● **Brontekst**
----
ECLI:NL:RVS:2025:4955

Raad van State

Datum uitspraak
15 oktober 2025
Publicatiedatum
15 oktober 2025
Zaaknummer
202305703/1/A3
Instantie
Raad van State
Type
Uitspraak
Rechtsgebied
Bestuursrecht
Procedures
  • Hoger beroep
Rechters
  • J. Schipper-Spanninga
Vindplaatsen
  • Rechtspraak.nl
AI samenvatting door LexboostAutomatisch gegenereerd

Afwijzing exploitatievergunning seksbedrijf op basis van strafbare feiten en Bibob-advies

In deze zaak heeft de Afdeling bestuursrechtspraak van de Raad van State op 15 oktober 2025 uitspraak gedaan in hoger beroep over de afwijzing van een aanvraag voor een exploitatievergunning van een seksbedrijf door het college van burgemeester en wethouders van Dijk en Waard. De aanvraag werd afgewezen op 27 juni 2022, omdat de appellant, die in de periode van 2014 tot 2017 strafbare feiten had gepleegd, niet voldeed aan de vereisten van de Wet bevordering integriteitsbeoordelingen door het openbaar bestuur (Wet Bibob). De appellant had eerder strafbare feiten gepleegd, waaronder het niet voldoen aan omzetbelasting en loonheffing, en had een onjuiste aangifte inkomstenbelasting ingediend. Het college baseerde zijn afwijzing op een Bibob-advies van het Landelijk Bureau Bibob, waarin werd gesteld dat er ernstig gevaar bestond dat de vergunning zou worden gebruikt voor het benutten van uit strafbare feiten verkregen voordelen.
----
● **Uit te voeren taken**
[1] Som alle belastingsoorten op die in de brontekst over de Bibob-zaak worden genoemd.
[2] Op welke datum wees het college de aanvraag af volgens de brontekst over de Bibob-zaak?
[3] Geef het vervolg van de brontekst over de Bibob-zaak, aansluitend op de laatste zin.

● **Verstrekte gegevens**
----
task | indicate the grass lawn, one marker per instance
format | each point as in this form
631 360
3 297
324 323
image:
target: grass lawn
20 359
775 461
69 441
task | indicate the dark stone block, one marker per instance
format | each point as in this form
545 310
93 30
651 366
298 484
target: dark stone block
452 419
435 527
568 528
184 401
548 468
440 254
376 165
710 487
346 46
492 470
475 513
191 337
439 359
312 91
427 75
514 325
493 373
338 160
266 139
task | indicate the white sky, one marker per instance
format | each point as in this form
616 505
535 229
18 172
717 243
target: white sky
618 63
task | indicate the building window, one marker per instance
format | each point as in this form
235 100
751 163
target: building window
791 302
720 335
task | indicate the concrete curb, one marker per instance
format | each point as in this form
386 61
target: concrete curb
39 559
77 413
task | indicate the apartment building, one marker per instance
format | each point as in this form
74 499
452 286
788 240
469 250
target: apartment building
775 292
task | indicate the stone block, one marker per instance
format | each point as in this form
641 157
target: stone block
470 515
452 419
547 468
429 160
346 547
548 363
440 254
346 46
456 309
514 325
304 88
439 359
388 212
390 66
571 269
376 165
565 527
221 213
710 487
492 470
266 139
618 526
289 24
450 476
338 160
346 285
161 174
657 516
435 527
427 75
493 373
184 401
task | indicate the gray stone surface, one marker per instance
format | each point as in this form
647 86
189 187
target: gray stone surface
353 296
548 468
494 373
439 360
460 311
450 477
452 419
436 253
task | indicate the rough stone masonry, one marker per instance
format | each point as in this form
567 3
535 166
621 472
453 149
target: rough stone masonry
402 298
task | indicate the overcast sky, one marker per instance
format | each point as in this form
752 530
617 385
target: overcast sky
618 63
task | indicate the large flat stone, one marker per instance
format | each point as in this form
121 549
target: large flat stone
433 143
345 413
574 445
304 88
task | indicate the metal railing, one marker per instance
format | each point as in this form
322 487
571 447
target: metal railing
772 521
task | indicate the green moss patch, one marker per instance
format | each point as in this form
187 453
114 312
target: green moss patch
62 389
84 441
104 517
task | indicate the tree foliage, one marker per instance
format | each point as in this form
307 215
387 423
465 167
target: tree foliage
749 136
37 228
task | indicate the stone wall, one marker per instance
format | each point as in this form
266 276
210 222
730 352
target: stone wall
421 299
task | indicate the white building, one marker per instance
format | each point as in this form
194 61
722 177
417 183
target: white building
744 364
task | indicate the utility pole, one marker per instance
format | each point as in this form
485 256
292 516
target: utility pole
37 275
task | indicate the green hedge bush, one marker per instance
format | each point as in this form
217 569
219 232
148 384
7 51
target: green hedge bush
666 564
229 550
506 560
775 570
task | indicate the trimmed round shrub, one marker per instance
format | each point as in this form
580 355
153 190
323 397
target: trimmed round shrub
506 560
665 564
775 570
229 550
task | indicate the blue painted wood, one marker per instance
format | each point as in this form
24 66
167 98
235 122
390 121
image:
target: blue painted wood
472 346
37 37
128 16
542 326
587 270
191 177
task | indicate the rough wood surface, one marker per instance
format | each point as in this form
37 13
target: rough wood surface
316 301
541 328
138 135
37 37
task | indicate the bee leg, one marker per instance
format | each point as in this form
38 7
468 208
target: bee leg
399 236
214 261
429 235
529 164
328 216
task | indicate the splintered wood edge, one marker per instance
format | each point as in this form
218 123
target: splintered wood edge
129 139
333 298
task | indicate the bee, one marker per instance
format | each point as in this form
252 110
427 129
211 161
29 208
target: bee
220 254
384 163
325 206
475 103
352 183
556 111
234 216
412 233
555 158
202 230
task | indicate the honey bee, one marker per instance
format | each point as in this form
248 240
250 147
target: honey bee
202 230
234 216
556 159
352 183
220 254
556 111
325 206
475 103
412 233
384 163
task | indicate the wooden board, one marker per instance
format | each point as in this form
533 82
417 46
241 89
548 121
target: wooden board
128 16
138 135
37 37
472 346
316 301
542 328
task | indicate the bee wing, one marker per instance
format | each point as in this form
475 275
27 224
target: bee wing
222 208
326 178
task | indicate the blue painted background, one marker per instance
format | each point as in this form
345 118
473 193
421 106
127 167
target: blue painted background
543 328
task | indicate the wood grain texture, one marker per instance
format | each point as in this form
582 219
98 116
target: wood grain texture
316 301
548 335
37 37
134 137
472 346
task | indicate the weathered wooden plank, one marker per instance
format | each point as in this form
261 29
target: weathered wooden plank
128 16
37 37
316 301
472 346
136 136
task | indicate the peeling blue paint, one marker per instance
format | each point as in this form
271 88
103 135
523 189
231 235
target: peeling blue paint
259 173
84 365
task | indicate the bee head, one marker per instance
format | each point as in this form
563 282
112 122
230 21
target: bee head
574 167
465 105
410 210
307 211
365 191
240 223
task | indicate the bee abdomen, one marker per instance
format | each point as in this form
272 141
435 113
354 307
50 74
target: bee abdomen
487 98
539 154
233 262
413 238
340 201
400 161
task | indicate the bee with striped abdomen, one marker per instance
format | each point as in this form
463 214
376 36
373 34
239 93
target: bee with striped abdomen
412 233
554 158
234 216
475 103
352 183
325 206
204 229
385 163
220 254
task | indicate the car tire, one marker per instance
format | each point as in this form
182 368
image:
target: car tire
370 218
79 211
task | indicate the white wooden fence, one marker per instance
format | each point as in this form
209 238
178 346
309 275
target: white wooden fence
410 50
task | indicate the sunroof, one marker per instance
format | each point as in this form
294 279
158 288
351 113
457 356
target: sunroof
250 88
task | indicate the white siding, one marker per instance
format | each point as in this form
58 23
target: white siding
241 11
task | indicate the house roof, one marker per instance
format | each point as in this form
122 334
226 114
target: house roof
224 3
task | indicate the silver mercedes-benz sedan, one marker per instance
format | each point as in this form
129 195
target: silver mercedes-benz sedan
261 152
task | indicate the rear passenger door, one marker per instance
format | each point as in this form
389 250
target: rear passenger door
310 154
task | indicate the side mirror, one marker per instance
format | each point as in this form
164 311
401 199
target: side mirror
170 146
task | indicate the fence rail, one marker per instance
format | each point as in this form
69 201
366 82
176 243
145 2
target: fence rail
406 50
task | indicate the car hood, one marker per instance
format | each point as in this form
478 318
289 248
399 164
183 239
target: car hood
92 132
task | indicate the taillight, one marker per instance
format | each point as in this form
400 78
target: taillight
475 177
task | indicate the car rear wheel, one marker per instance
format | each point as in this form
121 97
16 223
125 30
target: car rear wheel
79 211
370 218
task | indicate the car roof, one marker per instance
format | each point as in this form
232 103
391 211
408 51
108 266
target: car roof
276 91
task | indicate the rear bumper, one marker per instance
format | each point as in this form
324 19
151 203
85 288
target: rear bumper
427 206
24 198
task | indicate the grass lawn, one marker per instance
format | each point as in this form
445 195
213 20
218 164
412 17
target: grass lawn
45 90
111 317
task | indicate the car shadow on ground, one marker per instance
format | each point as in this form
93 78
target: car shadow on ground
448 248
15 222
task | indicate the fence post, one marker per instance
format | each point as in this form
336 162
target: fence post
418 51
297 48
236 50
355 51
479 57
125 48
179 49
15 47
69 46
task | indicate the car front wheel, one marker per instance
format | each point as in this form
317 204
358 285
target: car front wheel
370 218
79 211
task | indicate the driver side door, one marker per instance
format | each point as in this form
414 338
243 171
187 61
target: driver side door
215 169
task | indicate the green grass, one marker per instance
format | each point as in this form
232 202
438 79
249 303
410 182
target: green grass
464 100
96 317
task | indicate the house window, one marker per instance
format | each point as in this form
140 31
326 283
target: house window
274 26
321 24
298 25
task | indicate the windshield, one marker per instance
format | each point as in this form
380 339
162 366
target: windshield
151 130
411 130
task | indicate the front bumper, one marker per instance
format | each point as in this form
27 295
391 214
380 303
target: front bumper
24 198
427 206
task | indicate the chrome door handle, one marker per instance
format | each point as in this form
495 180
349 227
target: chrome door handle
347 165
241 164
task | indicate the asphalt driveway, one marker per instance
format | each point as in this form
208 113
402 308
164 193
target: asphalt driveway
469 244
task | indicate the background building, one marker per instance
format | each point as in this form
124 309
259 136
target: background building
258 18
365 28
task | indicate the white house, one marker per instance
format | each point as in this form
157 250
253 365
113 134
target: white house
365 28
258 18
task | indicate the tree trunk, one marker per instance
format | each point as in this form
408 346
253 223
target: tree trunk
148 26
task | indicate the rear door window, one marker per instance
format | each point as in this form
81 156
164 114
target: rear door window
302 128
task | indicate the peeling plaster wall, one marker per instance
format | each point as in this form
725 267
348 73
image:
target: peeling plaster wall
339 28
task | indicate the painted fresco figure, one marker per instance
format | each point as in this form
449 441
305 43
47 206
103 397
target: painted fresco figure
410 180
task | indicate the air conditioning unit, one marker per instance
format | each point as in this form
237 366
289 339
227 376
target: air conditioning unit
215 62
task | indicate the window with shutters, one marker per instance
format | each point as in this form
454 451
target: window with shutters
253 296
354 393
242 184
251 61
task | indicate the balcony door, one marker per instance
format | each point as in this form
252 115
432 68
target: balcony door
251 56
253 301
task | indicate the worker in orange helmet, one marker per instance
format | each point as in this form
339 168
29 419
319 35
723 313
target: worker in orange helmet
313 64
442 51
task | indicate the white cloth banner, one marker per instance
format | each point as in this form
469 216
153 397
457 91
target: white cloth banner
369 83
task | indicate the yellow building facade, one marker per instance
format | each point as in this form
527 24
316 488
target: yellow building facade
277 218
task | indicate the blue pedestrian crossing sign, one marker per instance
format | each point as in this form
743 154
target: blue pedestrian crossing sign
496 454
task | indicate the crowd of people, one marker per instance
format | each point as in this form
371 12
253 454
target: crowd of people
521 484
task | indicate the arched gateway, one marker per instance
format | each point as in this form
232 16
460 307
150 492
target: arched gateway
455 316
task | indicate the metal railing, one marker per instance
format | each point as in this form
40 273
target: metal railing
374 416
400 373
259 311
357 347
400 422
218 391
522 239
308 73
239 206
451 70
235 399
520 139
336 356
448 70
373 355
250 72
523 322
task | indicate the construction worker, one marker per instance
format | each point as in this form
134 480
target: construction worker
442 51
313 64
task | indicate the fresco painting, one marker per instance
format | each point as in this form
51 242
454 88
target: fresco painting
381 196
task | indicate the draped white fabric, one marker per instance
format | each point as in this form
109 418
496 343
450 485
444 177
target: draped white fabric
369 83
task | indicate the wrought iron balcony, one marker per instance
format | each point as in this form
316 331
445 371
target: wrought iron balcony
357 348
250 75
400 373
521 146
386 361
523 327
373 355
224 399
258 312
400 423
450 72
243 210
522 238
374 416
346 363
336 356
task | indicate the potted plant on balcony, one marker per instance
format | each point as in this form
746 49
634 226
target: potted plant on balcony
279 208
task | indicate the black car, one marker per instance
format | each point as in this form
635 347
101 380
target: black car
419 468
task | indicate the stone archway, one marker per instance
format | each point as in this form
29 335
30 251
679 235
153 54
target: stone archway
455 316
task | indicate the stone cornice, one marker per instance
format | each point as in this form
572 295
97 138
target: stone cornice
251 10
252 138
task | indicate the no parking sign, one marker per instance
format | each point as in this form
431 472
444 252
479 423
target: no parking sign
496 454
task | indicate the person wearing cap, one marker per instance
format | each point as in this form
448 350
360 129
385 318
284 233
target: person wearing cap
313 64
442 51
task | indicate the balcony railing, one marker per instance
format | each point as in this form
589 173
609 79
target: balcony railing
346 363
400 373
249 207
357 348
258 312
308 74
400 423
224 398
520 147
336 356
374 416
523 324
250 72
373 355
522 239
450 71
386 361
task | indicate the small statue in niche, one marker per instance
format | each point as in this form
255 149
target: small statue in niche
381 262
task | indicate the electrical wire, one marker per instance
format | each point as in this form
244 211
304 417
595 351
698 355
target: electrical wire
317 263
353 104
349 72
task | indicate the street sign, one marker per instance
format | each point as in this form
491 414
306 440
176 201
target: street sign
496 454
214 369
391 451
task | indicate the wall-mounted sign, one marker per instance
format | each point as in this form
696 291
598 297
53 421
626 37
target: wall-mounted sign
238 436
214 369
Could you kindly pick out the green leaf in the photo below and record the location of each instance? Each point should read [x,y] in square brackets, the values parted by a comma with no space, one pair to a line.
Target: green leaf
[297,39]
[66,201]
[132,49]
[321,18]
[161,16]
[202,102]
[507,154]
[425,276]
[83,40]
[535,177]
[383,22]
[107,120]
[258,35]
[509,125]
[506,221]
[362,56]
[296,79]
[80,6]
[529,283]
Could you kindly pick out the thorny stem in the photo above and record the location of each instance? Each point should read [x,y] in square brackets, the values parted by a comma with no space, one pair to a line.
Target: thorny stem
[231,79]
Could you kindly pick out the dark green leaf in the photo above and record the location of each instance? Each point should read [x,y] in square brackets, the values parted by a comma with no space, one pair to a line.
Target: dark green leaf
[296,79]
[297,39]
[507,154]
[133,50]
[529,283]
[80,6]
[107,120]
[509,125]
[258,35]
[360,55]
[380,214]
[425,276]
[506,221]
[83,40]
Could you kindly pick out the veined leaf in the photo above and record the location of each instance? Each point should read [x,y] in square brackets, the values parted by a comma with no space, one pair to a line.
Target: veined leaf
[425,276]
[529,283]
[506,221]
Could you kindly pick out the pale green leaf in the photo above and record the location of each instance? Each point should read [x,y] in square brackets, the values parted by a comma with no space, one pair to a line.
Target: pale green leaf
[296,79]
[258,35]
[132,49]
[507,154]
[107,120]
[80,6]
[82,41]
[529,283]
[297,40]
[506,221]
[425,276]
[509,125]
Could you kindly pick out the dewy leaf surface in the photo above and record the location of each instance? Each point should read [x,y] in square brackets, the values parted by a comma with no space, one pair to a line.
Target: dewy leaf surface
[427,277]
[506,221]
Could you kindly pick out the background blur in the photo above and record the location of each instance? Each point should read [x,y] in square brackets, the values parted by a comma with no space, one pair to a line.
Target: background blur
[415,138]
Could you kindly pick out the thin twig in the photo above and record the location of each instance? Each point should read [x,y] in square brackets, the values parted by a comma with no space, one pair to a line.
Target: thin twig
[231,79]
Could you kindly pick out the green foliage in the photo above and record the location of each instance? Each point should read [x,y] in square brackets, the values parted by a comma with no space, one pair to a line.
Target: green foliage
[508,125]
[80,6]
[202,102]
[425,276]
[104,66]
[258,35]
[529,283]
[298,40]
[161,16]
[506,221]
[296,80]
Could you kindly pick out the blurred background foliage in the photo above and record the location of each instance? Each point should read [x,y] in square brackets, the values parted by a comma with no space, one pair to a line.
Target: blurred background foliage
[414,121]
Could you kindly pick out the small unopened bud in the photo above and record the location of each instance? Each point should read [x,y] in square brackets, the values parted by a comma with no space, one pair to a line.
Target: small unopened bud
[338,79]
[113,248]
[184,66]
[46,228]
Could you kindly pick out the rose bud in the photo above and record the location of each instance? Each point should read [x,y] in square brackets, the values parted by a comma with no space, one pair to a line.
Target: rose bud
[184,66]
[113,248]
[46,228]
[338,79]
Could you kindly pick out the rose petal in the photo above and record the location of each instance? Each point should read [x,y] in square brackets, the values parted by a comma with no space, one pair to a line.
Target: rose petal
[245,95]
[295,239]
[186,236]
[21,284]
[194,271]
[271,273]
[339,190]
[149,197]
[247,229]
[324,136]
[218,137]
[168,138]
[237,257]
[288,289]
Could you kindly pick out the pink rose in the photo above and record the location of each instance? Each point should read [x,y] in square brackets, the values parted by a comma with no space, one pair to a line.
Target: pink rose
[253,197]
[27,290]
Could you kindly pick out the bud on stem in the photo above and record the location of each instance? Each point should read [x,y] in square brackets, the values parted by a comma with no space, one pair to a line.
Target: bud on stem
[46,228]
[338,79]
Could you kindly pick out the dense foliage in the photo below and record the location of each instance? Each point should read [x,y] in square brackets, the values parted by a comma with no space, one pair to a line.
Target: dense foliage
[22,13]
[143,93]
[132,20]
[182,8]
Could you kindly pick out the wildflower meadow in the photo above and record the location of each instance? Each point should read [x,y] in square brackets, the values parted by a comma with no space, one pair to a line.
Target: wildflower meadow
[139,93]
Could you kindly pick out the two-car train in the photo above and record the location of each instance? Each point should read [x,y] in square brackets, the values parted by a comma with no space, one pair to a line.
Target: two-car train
----
● **Uitkomsten taken**
[1] Omzetbelasting, loonheffing, inkomstenbelasting

[2] Op 27 juni 2022.

[3]
De rechtbank Noord-Holland had eerder de afwijzing van de vergunning bevestigd, en de appellant ging in hoger beroep. Tijdens de zitting op 14 augustus 2025 werd de zaak behandeld, waarbij de appellant werd bijgestaan door zijn advocaat. De Afdeling oordeelde dat de rechtbank terecht had geoordeeld dat de afwijzing van de vergunning niet onevenredig was en dat het college zich op het Bibob-advies mocht baseren. De appellant betoogde dat er geen sprake was van een structureel probleem en dat de gevolgen van de besluitvorming onevenwichtig waren, maar de Afdeling verwierp deze argumenten. De rechtbank had voldoende onderbouwd dat er sprake was van meerdere strafbare feiten en dat het college terecht had geconcludeerd dat er een herhalingspatroon was. De Afdeling bevestigde de uitspraak van de rechtbank en verklaarde het hoger beroep ongegrond.

Uitspraak

202305703/1/A3.
Datum uitspraak: 15 oktober 2025
AFDELING
BESTUURSRECHTSPRAAK
Uitspraak op het hoger beroep van:
[appellant] handelend onder de naam [bedrijf], in Heerhugowaard, gemeente Dijk en Waard,
appellant,
tegen de uitspraak van de rechtbank Noord­-Holland van 25 juli 2023 in zaak nr. 22/6324 in het geding tussen:
[appellant]
en
het college van burgemeester en wethouders van Dijk en Waard.
Procesverloop
Bij besluit van 27 juni 2022 heeft het college de aanvraag voor een exploitatievergunning van een seksbedrijf voor [bedrijf] afgewezen.
Bij besluit van 21 november 2022 heeft het college het door [appellant] daartegen gemaakte bezwaar ongegrond verklaard.
Bij uitspraak van 25 juli 2023 heeft de rechtbank het door [appellant] daartegen ingestelde beroep ongegrond verklaard.
Tegen deze uitspraak heeft [appellant] hoger beroep ingesteld.
Het college heeft een schriftelijke uiteenzetting gegeven.
Het college heeft een nader stuk ingediend.
De Afdeling heeft de zaak op zitting behandeld op 14 augustus 2025, waar [appellant], bijgestaan door mr. J.S. Dallinga, advocaat te Alkmaar, en het college, vertegenwoordigd door mr. D.W.V. Zijlstra en R.M. Verhoef, zijn verschenen.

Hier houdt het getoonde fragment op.